(Tareas del ejercicio)
1. Explica en una a tres oraciones por qué, según el texto sobre la traducción, uno nunca está preparado para lo que trae la escritura.
2. Transcribe del texto sobre la traducción el fragmento que empieza con "Ariel Dilon escribe" y sigue hasta "de la intuición.".
3. Escribe la continuación del texto sobre la traducción a partir de su última oración.

(Texto proporcionado)
=-=-=-=-=

Ariel Dilon escribe sobre su tarea como traductor, las ilusiones de la técnica y la guía de la intuición: «A traducir un libro, como a leerlo o escribirlo, solo nos prepara el libro: laboriosa, problemáticamente, cada libro me hace su lector y acaso me hará su traductor». En un recorrido que abarca también la lectura y la escritura, busca así la vibración de la lengua extranjera.
No hablaré de traducción desde una perspectiva técnica. Lo que intento traducir es un estado de espíritu, la marca de nacimiento de mi vocación traductora.
Me he tomado el barquito de la técnica para poder navegar sin hundirme, pero no es ella mi brújula. Me llevó tiempo aprender a llevar relajadamente el timón, a confiar en los dibujos de las estrellas, en el informado y complejo velamen de la intuición.
Uno nunca está preparado para lo que trae la escritura: si lo estuviera no valdría la pena escribir ni leer. A traducir un libro, como a leerlo o escribirlo, solo nos prepara el libro: laboriosa, problemáticamente, cada libro me hace su lector y acaso me hará su traductor. Siempre en estado de conjetura. Nuestra posición en el mundo es una tentativa de interpretación.

=-=-=-=-=

(Ejemplos de etiquetado de puntos)

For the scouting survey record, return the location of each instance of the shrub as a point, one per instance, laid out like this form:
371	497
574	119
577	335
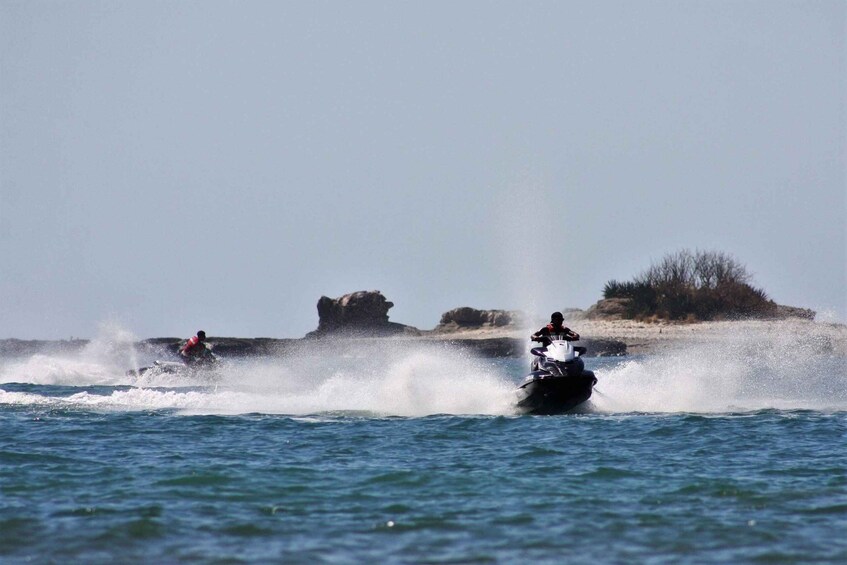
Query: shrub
683	286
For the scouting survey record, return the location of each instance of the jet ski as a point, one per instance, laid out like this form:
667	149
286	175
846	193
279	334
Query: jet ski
558	382
206	362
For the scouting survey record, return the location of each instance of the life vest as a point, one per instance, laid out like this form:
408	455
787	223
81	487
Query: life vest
191	344
557	334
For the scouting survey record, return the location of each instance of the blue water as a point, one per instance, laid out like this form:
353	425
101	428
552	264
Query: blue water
418	457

=-=-=-=-=

(Respuestas esperadas)
1. Porque, si uno estuviera preparado para lo que trae la escritura, no valdría la pena escribir ni leer.

2.
Ariel Dilon escribe sobre su tarea como traductor, las ilusiones de la técnica y la guía de la intuición: «A traducir un libro, como a leerlo o escribirlo, solo nos prepara el libro: laboriosa, problemáticamente, cada libro me hace su lector y acaso me hará su traductor». En un recorrido que abarca también la lectura y la escritura, busca así la vibración de la lengua extranjera.
No hablaré de traducción desde una perspectiva técnica. Lo que intento traducir es un estado de espíritu, la marca de nacimiento de mi vocación traductora.
Me he tomado el barquito de la técnica para poder navegar sin hundirme, pero no es ella mi brújula. Me llevó tiempo aprender a llevar relajadamente el timón, a confiar en los dibujos de las estrellas, en el informado y complejo velamen de la intuición.

3.
Leer: vislumbrar regiones del universo del otro, cifradas en palabras, contiguas acaso a regiones de mi propio universo que apenas intuyo —la esperanza, siempre, de que el otro me dé nombres nuevos para aludirlas— o que son llamadas a la existencia por una «producción», por una aparición poética: exploración, en fin, de mis confines.
Recuerdo que empecé a sentirme «adulto» —el adulto que el niño que fui quiso jugar a ser— cuando supe que un libro me hablaba, a mí específicamente, y que, para poder hacerlo, me enseñaba su lengua. Porque el libro no me hablaba en mi idioma. Un libro no debe hablarnos en nuestro idioma. Si lo hace, no vale la pena leerlo.
Un buen libro me habla siempre en una lengua extranjera: ¡incluso aquel que yo mismo escribo!
Aspiro a leer en estado de perplejidad. Los libros que he querido leer, los que he querido traducir, son los que me dejan perplejo. Quiero descifrarlos, sí, pero anhelo para ellos la persistencia de ciertas sombras, de esas zonas de perplejidad donde nacen su fuerza y su razón de ser.
Se lee, se escribe y traduce al acecho. Todo artista de la palabra desea aventurar su escritura más allá de las certidumbres, en regiones de perplejidad. Cuando traduzco, sé que necesito andar sobre un delgado hilo, en equilibrio para echar sobre las cosas la justa luz, para soñar sin explicar el sueño del autor, para no rebajarlo a sus elementos consensuales, para no reducirlo a un set de reglas de traducción (como se dice: a set of mind).
Adolescente, pensaba no entender ciertos textos por desconocer palabras o giros, por no haber vivido lo bastante para discernir las máscaras: dobleces del mundo, sentidos solapados, alusiones veladas. Luego descubrí que lo que había que saber es que nunca se sabe todo.
Hay autores, como Henri Michaux, cuyas zonas de sombra son mucho más extensas que esas otras donde sus frases o versos lanzan una cierta luz: las líneas de luz parecen existir para hacer vibrar, oscuramente, las oquedades.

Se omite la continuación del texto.